[WHAT YOU HAVE TO DO] Retype each record exactly.

=== DATA ===

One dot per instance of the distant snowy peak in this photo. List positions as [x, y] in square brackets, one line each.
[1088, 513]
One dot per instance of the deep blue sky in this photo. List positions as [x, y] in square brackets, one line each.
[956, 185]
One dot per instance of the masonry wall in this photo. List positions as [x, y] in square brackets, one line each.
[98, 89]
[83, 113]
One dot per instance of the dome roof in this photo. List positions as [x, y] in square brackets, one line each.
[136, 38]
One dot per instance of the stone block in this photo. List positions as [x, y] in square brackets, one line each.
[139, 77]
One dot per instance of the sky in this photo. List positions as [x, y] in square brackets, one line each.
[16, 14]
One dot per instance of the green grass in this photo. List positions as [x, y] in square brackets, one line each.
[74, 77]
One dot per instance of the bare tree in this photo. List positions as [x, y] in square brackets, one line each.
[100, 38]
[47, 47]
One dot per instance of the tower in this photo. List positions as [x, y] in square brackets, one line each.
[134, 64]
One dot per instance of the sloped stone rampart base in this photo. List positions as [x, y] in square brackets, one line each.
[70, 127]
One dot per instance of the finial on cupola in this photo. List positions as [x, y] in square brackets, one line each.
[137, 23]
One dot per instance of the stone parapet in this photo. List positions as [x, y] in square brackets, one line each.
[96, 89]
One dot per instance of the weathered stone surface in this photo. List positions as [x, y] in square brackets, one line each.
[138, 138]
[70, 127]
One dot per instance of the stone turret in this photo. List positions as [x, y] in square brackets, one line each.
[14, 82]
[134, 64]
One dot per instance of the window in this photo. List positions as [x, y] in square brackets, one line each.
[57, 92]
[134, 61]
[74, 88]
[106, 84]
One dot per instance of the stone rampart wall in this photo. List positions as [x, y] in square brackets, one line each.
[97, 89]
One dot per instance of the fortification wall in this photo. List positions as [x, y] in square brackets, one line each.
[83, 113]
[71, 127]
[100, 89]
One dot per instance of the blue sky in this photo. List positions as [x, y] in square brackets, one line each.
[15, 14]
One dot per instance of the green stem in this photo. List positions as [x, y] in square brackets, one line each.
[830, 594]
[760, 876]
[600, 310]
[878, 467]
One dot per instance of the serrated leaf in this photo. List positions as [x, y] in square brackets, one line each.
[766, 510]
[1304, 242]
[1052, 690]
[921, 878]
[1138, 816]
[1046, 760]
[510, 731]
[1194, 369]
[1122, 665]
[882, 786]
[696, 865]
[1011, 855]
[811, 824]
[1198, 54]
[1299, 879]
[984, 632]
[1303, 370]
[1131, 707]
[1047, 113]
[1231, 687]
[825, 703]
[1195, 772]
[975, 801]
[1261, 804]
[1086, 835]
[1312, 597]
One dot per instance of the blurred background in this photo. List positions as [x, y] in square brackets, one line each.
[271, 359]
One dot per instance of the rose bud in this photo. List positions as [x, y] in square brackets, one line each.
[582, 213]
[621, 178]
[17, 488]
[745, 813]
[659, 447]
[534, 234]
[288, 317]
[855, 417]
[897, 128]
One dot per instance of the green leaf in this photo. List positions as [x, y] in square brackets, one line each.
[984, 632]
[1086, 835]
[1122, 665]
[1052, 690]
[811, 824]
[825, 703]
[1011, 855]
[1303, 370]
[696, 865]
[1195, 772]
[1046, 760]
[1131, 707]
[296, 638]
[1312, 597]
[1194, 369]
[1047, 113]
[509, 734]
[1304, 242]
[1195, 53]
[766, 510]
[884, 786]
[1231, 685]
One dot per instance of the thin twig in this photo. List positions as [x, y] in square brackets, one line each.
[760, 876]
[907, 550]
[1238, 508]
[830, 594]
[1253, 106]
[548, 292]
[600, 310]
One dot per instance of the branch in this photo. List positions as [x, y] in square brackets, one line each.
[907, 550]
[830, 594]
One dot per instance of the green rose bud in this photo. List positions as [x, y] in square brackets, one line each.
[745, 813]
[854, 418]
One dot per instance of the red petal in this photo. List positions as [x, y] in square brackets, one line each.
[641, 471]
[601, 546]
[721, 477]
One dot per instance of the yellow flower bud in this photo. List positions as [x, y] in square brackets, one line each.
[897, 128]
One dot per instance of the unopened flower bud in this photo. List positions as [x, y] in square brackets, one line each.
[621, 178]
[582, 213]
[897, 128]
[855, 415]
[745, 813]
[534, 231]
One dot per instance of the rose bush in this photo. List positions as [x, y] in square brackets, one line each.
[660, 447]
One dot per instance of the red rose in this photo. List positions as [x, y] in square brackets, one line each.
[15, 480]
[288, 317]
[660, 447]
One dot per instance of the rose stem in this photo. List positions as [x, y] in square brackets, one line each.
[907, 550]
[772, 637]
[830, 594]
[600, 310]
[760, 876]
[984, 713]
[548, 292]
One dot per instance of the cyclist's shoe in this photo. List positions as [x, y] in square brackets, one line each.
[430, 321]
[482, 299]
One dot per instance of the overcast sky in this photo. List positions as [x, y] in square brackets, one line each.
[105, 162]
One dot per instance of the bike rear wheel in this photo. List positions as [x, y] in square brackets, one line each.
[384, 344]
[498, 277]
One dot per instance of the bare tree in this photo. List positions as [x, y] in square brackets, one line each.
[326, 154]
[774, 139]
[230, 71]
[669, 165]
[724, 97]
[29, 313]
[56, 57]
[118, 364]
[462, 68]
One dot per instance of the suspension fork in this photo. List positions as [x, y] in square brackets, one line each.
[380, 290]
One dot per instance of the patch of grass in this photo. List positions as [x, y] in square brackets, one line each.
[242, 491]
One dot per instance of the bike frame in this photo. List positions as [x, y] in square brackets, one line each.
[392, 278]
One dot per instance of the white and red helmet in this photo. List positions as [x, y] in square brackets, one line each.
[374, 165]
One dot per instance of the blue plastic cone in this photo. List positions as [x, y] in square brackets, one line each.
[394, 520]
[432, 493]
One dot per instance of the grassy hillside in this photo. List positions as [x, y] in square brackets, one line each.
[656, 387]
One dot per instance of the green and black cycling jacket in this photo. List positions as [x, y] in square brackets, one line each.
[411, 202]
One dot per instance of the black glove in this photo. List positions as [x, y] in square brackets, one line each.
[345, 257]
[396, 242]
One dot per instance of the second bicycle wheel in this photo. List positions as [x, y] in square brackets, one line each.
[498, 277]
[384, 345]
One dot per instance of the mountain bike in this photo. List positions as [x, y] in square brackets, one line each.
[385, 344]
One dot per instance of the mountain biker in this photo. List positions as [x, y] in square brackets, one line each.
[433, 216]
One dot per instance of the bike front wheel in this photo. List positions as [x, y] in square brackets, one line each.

===

[YOUR RESPONSE]
One dot per instance of the distant snowy peak in this photo. List positions as [x, y] in square brackets, one line each.
[1088, 513]
One dot per instance of the deep blue sky in this photo. List positions as [x, y] in square brackets, one line each.
[956, 185]
One dot per instance of the masonry wall in this photo. List positions as [x, y] in square brackets, one line each.
[98, 89]
[83, 113]
One dot per instance of the dome roof in this photo. List positions as [x, y] in square brackets, one line each.
[136, 38]
One dot per instance of the stone block in this photo. List positions as [x, y] in square brackets, one line each.
[139, 77]
One dot per instance of the sky in this photo. List positions as [x, y] in square brackets, one line each.
[16, 14]
One dot per instance of the green grass in this photo. List positions as [x, y] in square brackets, one line each.
[74, 77]
One dot per instance of the bare tree in this photo. List positions as [x, y] in square brackets, one line each.
[100, 38]
[47, 47]
One dot per instance of the tower in this photo. List positions as [x, y] in square brackets, one line each.
[134, 64]
One dot per instance of the sloped stone rampart base in this photo. List positions as [x, y] in square brackets, one line each.
[70, 127]
One dot per instance of the finial on cupola in this photo. List positions as [x, y] in square brackets, one line each.
[137, 23]
One dot per instance of the stone parapet in this photo. List positions as [x, y] in square brackets, one line each.
[96, 89]
One dot per instance of the weathered stone surface in this photo. List positions as [x, y] in square brackets, one line each.
[138, 138]
[70, 127]
One dot per instance of the stone turret in this photo. List positions as [x, y] in square brackets, one line each.
[14, 82]
[134, 64]
One dot per instance of the window in this photo. List positions as [x, y] in square brackets, one line each.
[57, 92]
[134, 61]
[74, 88]
[106, 84]
One dot per instance of the stone rampart wall in this photo. List positions as [x, y] in square brackets, one line each.
[97, 89]
One dot per instance of the fortification wall in this photo. List positions as [x, y] in square brackets, one line each.
[83, 113]
[71, 127]
[100, 89]
One dot per instance of the blue sky in this photo. List positions as [x, y] in square brackets, one line each.
[15, 14]
One dot per instance of the green stem in this photo. List positions as [x, y] in square brackets, one line each.
[830, 594]
[760, 876]
[600, 310]
[878, 467]
One dot per instance of the serrated leaf in this photo. List positions as [x, y] in square brackets, one line each.
[766, 510]
[1304, 242]
[1052, 690]
[921, 878]
[1138, 816]
[1046, 760]
[510, 731]
[1194, 369]
[1122, 665]
[882, 786]
[696, 865]
[1011, 855]
[811, 824]
[1198, 54]
[1299, 879]
[984, 632]
[1303, 370]
[1131, 707]
[1047, 113]
[1231, 687]
[825, 703]
[1195, 772]
[975, 801]
[1261, 804]
[1086, 835]
[1312, 597]
One dot per instance of the blurred background in this photo. List positions as [x, y] in square brackets, one line each.
[271, 359]
One dot per instance of the rose bud in this photo. List positions as [x, y] in square brackets, one line each.
[582, 213]
[621, 178]
[17, 488]
[745, 813]
[659, 447]
[534, 234]
[288, 317]
[855, 417]
[897, 128]
One dot per instance of the green leaf in this photo. List positions as [x, y] in square brackets, one line each.
[984, 632]
[1086, 835]
[1122, 665]
[1052, 690]
[811, 824]
[825, 703]
[1011, 855]
[1303, 370]
[696, 865]
[1195, 772]
[1046, 760]
[1131, 707]
[296, 638]
[1312, 597]
[1194, 369]
[1047, 113]
[509, 734]
[1304, 242]
[1195, 53]
[766, 510]
[884, 786]
[1231, 685]
One dot per instance of the thin twig in this photo. List positions as [x, y] in square brackets, one line each.
[760, 876]
[907, 550]
[1238, 508]
[830, 594]
[1253, 106]
[548, 292]
[600, 310]
One dot per instance of the branch in this photo. List positions as [x, y] in square brackets, one line each.
[907, 550]
[830, 594]
One dot per instance of the green rose bud in this photo. List positions as [x, y] in square brackets, one line each.
[745, 813]
[854, 418]
One dot per instance of the red petal in this photo. List positions as [x, y] in square brackets, one line each.
[641, 471]
[601, 546]
[721, 477]
One dot per instance of the yellow flower bud in this photo. List positions as [x, y] in square brackets, one line each.
[897, 128]
One dot per instance of the unopened flower bud in this photo. List positions as [x, y] in square brackets, one line each.
[621, 178]
[582, 213]
[897, 128]
[855, 415]
[745, 813]
[534, 231]
One dot per instance of the rose bush in this photo. List positions as [x, y] in square brackets, one line each.
[660, 447]
One dot per instance of the red rose in this photo. List positions as [x, y] in square brackets, one line each.
[15, 480]
[288, 317]
[660, 447]
One dot per instance of the rose stem in this photo. List positions as [x, y] in square brackets, one line each.
[907, 550]
[772, 637]
[830, 594]
[600, 310]
[760, 876]
[984, 713]
[548, 292]
One dot per instance of the cyclist's shoe in this photo. List positions as [x, y] in square brackets, one line each.
[430, 321]
[482, 299]
One dot per instance of the overcast sky in this photo. List positions as [x, y] in square brackets, one line each.
[105, 162]
One dot per instance of the bike rear wheel in this photo. List positions as [x, y] in square brackets, one line each.
[384, 344]
[498, 277]
One dot per instance of the bare tree in this photo. List positions as [x, y] in square brackets, one line each.
[326, 154]
[774, 139]
[230, 71]
[669, 165]
[724, 97]
[29, 313]
[56, 57]
[118, 364]
[462, 68]
One dot per instance of the suspension fork in this photo. List positions as [x, y] in square brackets, one line each.
[380, 290]
One dot per instance of the patch of grass in this photo. List positions as [x, y] in square brackets, one line each.
[242, 491]
One dot per instance of the bike frame in this photo. List positions as [x, y] in square brackets, one line each.
[392, 278]
One dot per instance of the white and red helmet in this photo. List positions as [x, y] in square brackets, one line each.
[374, 165]
One dot per instance of the blue plastic cone in this photo. List positions as [x, y] in square brackets, one line each.
[394, 520]
[432, 493]
One dot per instance of the grassy hillside in this photo. List positions as [x, y] in square brackets, one line each.
[656, 387]
One dot per instance of the green and black cycling jacket in this photo. List positions as [x, y] in square brackets, one line each.
[411, 202]
One dot per instance of the black glove in this photo. List positions as [x, y] in square brackets, one line each.
[345, 257]
[396, 242]
One dot per instance of the second bicycle wheel in this photo. List positions as [x, y] in square brackets, one line each.
[498, 277]
[384, 345]
One dot per instance of the mountain bike in this photo. List positions as [x, y] in square brackets, one line each.
[385, 344]
One dot per instance of the mountain biker in this photo. List positions as [x, y] in square brackets, one line each.
[433, 216]
One dot per instance of the bike front wheel in this photo. List positions as [x, y] in square brackets, one line each.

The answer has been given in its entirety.